**STATED EXERCISE:** Using the book review below, determine whether each statement agrees with it: (a) Ralph Miliband issued his warning about the Labour Party as early as the 1950s; (b) the institutional forms of Labourism were dismantled once Corbyn became leader; (c) the observation that people make history, but not in conditions of their own choosing, is attributed to Lindsay German. For each, answer yes or no and quote the deciding words of the review.

**TEXT EXCERPT:**

****************************************

Michael Calderbank reviews Corbynism from Below (ed. Mark Perryman), Lawrence & Wishart, 2019
The expectations following Corbyn’s rapid assent from perenially dissenting backbencher to Leader of Her Majesty’s Opposition were colossal. People expected that not only would Labour policy be overhauled – reversing the commitment to austerity-lite, benefit cuts, and tougher controls on immigation – but that Labour could make itself electable on a basis entirely different from the traditiojnal Blairite strategy of telling floating voters in Middle England marginals what they wanted to hear. Corbynites held out the promise of transforming the party into a mass social movement, fundamentally democratising its structures, and delivering a “new kind of politics” altogether.
People make history, Marx famously observed, but not in conditions of their own choosing. The key strategic space Labour holds under a First Past the Post electoral system has meant that efforts to form small breakaway alternative left formations have struggled to make sufficient breakthroughs to develop mass support. Those disenchanted from the Liberal Democrats following their outright embrace of Tory austerity priorities, mainly but not exclusively young people, were joined by Greens, ex-Labour members who left over the Stop the War coalition, and others for whom no party had previously spoken to their concerns.
Of course, the Labour Party was not a competely blank canvas – the institutional forms of Labourism, such as the power and relative autonomy of the Parliamentary Labour Party, the bureuacratically exercised power of the affiliated trade union leaderships, and the managerial conservatism of the party officialdom all remained in place. Working within the framework of Labour necessarily entails accepting an degree of electoralism, Parliamentarism, and constitutional conservatism, even if people are consciously trying to move beyond the limits of such a vision. As early as the 1950s Ralph Miliband warned that “the belief in the effective transformation of the Labour Party into an instrument of socialist policies is the most crippling of all illusions to which socialists in Britain have been prone”. If Corbyn is to succeed despite the odds, a sufficiently counterveiling force of extra-Parliamentary popular pressure has to be developed (as Lindsay German correctly observes in this volume).

****************************************

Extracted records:

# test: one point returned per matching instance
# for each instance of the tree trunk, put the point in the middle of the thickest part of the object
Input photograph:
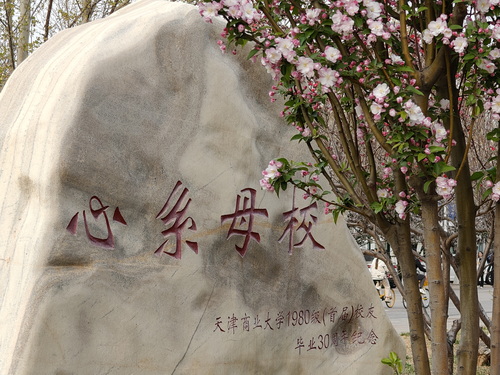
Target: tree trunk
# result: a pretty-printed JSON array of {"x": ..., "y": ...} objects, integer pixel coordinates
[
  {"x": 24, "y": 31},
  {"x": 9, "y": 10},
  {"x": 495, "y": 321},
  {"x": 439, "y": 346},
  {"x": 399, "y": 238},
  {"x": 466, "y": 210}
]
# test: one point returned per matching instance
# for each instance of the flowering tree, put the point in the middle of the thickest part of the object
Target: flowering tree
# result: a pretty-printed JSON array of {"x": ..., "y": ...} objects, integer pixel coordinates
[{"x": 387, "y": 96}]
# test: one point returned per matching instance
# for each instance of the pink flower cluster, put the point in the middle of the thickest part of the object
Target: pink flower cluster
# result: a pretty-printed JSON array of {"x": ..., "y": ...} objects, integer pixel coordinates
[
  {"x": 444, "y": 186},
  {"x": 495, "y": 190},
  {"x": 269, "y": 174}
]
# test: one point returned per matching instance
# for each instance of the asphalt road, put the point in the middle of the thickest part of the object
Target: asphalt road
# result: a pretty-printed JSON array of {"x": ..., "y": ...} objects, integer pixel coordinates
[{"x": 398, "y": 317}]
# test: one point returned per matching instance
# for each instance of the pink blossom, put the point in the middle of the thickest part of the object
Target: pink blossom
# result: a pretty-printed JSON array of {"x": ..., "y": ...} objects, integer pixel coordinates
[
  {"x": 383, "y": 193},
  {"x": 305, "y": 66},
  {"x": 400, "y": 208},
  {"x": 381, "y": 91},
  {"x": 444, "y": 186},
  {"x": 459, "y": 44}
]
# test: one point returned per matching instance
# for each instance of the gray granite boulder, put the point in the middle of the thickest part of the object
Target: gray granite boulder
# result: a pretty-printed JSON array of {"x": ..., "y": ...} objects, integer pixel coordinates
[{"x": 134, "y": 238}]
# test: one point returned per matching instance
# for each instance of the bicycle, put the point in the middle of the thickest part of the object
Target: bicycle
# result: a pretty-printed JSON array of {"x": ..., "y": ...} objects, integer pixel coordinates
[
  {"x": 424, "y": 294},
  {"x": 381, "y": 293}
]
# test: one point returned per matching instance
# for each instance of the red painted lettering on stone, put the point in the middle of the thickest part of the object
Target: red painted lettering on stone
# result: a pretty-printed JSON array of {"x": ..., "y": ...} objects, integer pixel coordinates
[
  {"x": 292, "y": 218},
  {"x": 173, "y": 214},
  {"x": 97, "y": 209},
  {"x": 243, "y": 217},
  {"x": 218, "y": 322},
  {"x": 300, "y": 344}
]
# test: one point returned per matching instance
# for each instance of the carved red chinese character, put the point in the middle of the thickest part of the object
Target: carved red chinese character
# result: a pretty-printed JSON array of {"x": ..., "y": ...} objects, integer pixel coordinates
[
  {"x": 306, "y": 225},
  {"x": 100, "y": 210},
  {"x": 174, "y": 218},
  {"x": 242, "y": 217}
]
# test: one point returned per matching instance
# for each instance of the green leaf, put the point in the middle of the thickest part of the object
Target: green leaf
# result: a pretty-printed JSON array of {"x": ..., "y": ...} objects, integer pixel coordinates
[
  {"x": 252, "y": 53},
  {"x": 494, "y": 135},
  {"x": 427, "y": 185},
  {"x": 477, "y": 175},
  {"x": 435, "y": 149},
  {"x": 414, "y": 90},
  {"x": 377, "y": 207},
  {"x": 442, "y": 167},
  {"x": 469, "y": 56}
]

****************************************

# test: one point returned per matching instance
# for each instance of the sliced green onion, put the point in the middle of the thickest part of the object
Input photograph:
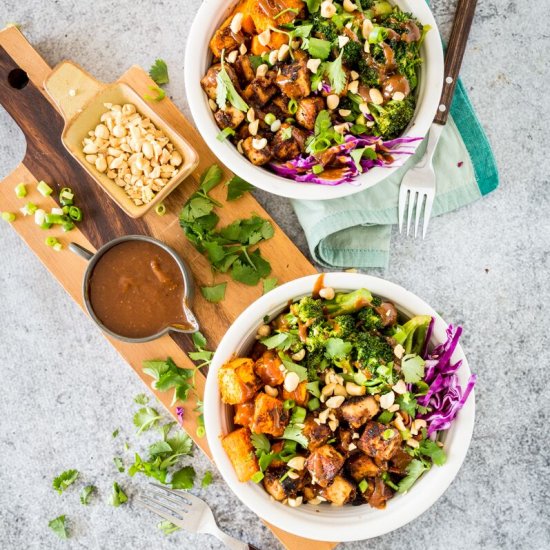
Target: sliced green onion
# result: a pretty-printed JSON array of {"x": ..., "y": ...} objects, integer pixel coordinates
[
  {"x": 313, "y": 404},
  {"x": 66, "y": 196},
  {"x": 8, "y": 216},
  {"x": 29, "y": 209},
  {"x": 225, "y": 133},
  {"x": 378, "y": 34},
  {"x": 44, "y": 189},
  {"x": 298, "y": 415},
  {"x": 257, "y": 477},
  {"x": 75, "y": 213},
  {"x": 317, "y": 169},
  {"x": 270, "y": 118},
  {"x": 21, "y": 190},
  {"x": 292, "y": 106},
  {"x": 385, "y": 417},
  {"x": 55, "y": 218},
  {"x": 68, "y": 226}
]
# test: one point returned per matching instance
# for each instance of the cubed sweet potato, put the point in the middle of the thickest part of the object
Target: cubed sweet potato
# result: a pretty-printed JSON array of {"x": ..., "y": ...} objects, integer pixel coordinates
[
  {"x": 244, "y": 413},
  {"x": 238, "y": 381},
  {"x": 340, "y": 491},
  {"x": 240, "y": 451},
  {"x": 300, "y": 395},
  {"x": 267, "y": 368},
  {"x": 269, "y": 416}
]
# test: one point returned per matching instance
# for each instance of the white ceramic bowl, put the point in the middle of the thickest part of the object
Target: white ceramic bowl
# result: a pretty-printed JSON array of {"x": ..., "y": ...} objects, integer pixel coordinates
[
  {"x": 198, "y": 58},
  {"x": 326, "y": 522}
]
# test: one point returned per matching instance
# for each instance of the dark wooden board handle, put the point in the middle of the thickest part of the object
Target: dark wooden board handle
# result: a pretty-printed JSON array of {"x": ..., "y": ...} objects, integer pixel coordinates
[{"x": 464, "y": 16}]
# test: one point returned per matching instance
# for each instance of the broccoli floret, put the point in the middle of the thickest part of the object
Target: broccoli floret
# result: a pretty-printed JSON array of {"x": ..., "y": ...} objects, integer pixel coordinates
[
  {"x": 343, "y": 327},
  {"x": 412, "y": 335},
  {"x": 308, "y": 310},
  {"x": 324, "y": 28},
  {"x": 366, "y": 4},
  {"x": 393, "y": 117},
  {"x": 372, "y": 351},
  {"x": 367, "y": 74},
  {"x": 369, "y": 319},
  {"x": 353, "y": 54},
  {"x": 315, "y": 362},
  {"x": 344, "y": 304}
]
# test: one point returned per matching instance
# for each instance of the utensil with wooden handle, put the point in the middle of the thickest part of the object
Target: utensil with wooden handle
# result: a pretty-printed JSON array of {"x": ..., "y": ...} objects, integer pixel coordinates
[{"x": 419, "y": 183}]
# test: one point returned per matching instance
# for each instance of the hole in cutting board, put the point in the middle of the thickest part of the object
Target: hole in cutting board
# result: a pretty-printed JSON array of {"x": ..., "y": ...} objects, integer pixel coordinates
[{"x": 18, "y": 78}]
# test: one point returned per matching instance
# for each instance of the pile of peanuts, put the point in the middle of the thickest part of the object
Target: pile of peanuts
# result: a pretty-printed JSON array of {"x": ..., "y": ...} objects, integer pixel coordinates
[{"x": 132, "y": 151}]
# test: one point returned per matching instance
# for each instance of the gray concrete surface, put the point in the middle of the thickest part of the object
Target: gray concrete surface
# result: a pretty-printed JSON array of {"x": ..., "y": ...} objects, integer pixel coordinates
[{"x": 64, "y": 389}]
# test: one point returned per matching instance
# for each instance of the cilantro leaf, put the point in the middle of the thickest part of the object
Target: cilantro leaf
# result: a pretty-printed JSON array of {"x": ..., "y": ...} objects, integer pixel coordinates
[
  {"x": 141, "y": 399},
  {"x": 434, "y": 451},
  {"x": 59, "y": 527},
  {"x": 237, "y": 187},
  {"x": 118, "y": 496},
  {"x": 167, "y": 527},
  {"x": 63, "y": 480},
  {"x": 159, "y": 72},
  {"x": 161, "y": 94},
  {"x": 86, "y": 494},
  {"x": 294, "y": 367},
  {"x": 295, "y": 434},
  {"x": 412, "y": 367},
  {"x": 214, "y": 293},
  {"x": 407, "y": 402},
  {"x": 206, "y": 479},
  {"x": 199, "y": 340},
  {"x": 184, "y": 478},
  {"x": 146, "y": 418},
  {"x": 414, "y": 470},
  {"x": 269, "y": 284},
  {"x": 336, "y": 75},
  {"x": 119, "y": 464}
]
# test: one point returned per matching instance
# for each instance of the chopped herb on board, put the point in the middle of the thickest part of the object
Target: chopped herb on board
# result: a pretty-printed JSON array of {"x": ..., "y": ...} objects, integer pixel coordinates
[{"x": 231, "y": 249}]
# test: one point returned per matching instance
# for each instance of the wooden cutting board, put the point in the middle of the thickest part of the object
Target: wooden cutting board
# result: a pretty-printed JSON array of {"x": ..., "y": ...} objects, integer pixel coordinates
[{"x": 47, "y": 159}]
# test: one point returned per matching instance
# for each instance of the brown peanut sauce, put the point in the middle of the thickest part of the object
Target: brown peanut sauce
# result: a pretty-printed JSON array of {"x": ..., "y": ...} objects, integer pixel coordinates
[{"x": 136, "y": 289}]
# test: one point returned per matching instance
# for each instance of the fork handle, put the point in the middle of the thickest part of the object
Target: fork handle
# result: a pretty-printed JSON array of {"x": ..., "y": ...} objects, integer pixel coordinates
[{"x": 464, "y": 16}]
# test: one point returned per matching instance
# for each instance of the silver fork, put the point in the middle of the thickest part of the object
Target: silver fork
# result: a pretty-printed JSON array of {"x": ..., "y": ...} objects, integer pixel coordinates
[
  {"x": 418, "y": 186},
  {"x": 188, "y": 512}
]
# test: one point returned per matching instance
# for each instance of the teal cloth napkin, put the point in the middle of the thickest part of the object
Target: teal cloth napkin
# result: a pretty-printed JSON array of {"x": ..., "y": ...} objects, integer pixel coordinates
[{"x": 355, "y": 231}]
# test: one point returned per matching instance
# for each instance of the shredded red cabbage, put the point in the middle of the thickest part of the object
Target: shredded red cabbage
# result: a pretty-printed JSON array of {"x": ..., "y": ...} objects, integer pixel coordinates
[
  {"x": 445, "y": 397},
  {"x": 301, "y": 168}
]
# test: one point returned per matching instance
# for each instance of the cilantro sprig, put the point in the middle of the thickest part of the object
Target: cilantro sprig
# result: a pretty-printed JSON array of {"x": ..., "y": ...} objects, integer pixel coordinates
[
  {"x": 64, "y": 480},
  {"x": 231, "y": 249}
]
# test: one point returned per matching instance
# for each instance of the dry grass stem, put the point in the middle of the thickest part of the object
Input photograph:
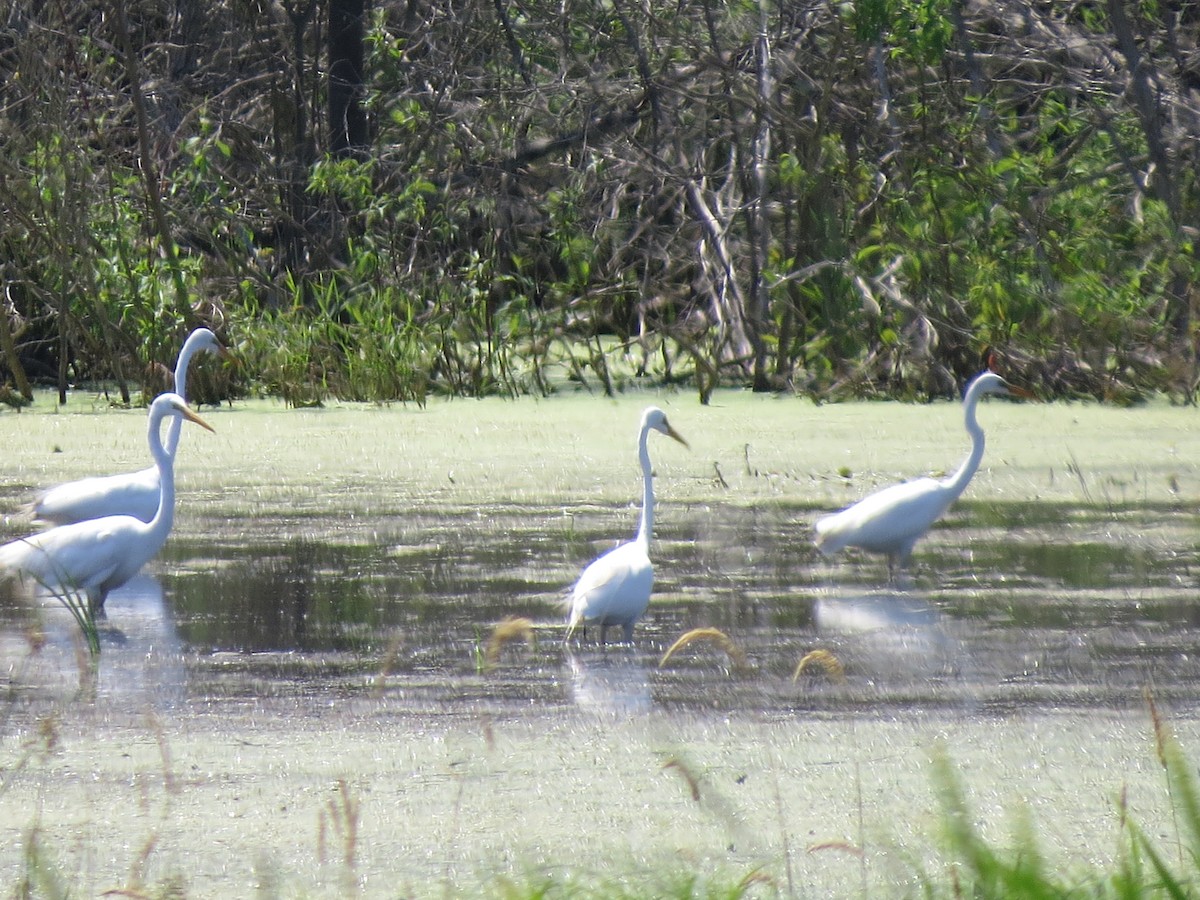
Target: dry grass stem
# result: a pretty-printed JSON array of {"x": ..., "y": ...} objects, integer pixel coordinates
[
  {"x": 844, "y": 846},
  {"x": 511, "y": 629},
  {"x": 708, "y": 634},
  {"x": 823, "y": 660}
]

****************************************

**WRITTEN SOLUTION:**
(a) Yes: "As early as the 1950s Ralph Miliband warned"
(b) No: "the managerial conservatism of the party officialdom all remained in place"
(c) No: "People make history, Marx famously observed"